====== Texto fornecido
Paciente JSS de 63 anos de idade, sexo masculino, pardo, casado, 3 filhos e 6 netos, taxista, católico, natural de Pirassununga-SP e procedente de São Paulo-SP.

Queixa

Refere que há aproximadamente 6 meses iniciou quadro de dificuldade para segurar e urinar.

História

Refere que há aproximadamente 6 meses iniciou quadro de jato urinário fraco com alguma hesitação para iniciá-lo, pequena necessidade de esforço auxiliar, gotejamento terminal e, eventualmente, sensação de esvaziamento incompleto. Logo a seguir, observou que começou a ir mais frequente-mente ao banheiro durante o dia e, em algumas oportunidades, com necessidade urgente de chegar ao banheiro, embora nunca tenha perdido urina.
Além disto, mudou o comportamento de seu sono, no qual já estava acostumado a acordar uma vez durante a madrugada, em seu período final, para urinar. Atualmente está acordando entre duas a três vezes para tal, eventualmente com urgência, o que já lhe provocou, inclusive, uma queda por ter escorregado no tapete, sem maiores consequências. Isso tudo está prejudicando seu dia a dia pessoal e, principalmente, profissional, uma vez que algumas vezes precisa parar o carro em estabelecimentos em que haja banheiro disponível durante a corrida com clientes em seu táxi. Relata tam-bém episódios de maior sonolência, assim como comprometimento de seu vigor físico e sexual, embora não relate dificuldade em obter a ereção.

Refere acompanhamento prévio irregular com urologista (a cada 3 anos, em média) e com clínico geral (a cada dois anos, mas este ano já teve uma consulta).
============
====== Registros exibidos
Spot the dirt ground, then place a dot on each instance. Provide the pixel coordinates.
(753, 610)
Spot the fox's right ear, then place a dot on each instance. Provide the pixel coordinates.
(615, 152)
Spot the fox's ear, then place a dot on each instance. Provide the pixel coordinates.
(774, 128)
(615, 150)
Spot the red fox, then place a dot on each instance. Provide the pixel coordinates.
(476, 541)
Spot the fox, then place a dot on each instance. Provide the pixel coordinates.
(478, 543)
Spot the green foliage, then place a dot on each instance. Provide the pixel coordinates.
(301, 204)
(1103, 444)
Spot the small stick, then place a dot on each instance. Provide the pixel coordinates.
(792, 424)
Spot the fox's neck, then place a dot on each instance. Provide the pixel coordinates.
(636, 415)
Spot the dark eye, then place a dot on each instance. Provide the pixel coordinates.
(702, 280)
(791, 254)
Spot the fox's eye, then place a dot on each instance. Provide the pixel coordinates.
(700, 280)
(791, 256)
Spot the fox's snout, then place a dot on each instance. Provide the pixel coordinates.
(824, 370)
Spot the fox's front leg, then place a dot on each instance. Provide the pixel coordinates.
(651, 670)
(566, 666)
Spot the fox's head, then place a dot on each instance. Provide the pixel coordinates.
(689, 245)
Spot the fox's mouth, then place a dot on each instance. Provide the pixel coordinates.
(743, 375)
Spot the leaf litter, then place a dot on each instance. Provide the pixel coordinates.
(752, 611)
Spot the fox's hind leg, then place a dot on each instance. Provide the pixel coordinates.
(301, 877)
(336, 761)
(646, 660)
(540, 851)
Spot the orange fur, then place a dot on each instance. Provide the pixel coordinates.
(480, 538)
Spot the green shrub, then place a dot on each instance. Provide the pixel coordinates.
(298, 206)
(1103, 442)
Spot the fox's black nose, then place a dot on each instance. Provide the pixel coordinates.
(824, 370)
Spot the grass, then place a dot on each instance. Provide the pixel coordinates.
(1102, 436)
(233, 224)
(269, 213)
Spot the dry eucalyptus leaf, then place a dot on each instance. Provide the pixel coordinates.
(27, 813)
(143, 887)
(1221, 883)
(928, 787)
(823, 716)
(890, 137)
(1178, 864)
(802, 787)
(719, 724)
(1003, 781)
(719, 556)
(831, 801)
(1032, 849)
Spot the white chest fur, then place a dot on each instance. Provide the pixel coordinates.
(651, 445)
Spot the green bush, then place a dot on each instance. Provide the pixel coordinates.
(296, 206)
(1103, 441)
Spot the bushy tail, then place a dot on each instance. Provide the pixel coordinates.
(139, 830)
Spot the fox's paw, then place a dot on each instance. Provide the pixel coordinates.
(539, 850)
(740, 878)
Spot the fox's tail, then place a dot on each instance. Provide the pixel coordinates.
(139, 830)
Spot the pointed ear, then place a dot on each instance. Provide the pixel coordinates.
============
# Detalhes do exercício
Por favor, liste as alterações urinárias que o caso clínico descreve na frase iniciada por "Refere que há aproximadamente 6 meses iniciou quadro de jato urinário fraco", até o ponto final dessa frase.

# Tarefa concluída
- Jato urinário fraco
- Alguma hesitação para iniciar o jato
- Pequena necessidade de esforço auxiliar
- Gotejamento terminal
- Sensação eventual de esvaziamento incompleto